━━━━━ PROVIDED DATA

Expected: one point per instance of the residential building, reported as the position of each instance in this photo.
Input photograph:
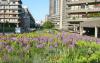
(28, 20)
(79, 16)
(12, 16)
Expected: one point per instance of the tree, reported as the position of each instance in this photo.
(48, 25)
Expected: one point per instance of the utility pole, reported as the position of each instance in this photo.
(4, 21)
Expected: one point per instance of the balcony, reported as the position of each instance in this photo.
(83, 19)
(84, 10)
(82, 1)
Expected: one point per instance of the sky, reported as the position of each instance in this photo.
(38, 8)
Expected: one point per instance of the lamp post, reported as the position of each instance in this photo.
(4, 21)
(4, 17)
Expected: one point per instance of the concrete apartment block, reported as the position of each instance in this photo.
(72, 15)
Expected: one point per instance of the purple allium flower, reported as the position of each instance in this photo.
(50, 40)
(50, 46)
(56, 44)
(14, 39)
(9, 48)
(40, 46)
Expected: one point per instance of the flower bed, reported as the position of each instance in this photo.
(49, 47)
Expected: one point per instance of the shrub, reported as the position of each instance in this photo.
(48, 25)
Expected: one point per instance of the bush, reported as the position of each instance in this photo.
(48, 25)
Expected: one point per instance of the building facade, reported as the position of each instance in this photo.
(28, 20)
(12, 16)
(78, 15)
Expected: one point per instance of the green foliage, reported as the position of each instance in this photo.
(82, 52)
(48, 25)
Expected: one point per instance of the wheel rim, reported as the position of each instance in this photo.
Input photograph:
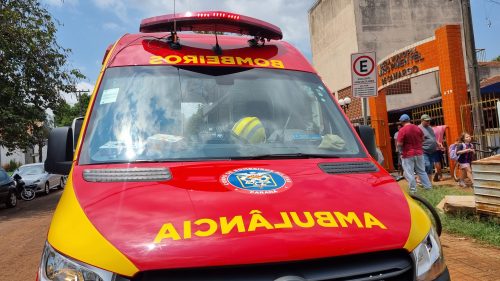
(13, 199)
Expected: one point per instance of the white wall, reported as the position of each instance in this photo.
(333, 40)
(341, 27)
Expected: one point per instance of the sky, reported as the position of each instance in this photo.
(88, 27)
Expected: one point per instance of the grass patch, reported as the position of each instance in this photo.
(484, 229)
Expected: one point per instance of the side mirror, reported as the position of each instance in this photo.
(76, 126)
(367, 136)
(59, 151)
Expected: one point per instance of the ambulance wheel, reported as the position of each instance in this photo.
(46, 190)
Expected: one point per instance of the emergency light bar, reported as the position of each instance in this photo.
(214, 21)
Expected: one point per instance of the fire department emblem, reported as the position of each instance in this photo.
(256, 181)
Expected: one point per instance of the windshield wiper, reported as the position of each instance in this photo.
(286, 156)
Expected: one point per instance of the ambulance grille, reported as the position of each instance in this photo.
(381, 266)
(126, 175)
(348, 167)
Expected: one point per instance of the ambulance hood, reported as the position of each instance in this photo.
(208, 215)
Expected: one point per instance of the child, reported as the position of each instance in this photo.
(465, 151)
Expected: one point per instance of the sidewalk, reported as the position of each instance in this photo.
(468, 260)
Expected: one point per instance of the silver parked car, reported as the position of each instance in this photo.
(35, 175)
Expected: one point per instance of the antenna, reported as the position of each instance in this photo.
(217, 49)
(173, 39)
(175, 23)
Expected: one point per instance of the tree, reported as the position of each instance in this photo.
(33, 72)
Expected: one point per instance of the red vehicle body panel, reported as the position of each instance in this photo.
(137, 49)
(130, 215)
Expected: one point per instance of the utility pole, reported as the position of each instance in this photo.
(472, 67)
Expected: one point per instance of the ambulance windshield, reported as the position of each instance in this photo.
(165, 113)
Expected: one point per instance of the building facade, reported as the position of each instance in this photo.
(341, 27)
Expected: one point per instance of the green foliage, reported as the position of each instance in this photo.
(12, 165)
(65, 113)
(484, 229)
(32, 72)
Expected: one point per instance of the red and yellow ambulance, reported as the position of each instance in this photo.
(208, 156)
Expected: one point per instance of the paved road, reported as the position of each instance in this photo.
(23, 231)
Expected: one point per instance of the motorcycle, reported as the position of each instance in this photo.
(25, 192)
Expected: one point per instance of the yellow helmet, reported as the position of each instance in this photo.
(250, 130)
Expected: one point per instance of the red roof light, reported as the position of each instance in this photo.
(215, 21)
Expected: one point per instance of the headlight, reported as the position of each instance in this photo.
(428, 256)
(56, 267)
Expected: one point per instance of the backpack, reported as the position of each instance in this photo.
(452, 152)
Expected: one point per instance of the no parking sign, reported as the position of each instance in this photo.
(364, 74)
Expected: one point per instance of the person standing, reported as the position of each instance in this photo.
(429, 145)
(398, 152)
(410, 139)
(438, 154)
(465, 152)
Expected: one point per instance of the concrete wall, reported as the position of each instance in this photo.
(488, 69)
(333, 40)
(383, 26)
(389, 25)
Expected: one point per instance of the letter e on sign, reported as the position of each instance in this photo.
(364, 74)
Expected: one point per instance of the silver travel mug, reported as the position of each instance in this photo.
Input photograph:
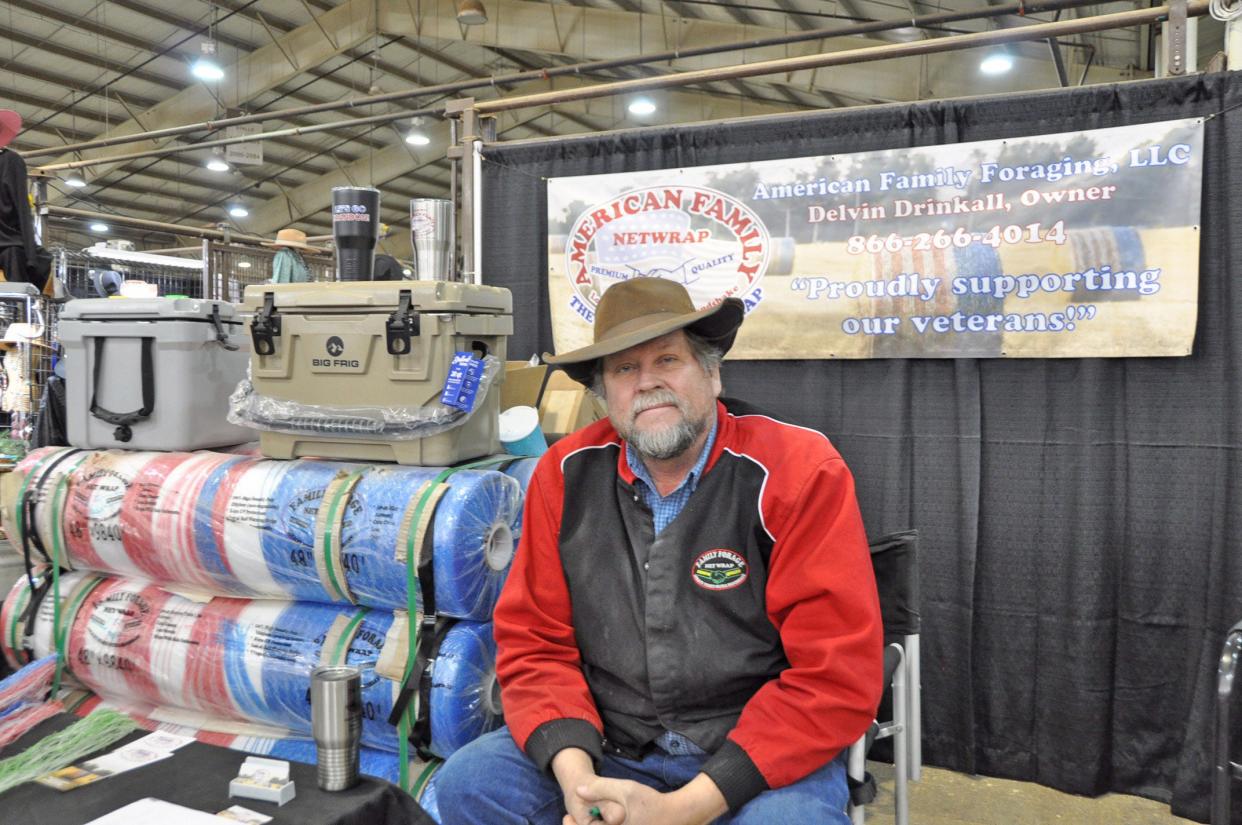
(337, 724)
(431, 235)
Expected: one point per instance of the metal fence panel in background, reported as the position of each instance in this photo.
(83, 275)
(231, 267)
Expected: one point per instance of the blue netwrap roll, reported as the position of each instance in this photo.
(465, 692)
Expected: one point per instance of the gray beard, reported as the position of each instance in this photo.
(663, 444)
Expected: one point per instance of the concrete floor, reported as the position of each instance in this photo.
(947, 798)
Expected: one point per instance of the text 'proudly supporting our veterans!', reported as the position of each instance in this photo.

━━━━━━━━━━
━━━━━ PROVIDED DATA

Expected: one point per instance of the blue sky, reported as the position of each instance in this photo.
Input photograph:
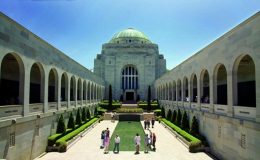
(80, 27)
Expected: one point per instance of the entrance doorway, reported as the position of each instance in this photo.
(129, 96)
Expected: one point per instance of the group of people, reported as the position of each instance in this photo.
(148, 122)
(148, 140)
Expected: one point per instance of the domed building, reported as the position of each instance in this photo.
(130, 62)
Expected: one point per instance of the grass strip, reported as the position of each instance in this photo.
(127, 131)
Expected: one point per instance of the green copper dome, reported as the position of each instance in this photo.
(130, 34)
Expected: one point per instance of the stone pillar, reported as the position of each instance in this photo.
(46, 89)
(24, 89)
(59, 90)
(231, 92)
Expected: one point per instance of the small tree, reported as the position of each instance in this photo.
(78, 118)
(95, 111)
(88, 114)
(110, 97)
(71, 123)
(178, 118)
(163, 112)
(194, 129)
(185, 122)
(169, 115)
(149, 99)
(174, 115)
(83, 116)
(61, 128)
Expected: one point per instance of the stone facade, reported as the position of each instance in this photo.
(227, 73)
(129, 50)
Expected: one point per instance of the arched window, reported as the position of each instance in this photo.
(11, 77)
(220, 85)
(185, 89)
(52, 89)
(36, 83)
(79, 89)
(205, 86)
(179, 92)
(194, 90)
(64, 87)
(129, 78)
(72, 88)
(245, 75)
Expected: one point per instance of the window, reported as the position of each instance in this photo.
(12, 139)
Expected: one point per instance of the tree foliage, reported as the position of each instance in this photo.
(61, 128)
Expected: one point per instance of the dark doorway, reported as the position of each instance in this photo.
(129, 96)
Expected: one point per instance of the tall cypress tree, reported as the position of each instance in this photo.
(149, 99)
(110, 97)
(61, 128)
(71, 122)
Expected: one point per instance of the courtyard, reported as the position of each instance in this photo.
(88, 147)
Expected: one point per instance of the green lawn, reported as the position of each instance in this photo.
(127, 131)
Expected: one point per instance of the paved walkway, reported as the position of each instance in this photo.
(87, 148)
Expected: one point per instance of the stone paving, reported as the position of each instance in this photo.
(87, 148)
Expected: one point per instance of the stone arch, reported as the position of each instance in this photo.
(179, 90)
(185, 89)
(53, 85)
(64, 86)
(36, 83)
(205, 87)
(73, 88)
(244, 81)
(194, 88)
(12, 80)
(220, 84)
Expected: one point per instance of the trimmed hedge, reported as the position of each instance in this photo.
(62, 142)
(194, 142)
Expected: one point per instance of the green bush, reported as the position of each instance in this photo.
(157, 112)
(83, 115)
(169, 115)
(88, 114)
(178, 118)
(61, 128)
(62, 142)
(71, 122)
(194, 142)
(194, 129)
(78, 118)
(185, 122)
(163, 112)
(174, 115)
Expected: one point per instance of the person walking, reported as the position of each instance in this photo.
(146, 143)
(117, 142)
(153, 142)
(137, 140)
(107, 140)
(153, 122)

━━━━━━━━━━

AIM: Please count the lines in the records above that contain the string "window", treating uppercase and lowercase as different. Reply with the number alone.

ANSWER FOR THIS EXERCISE: 2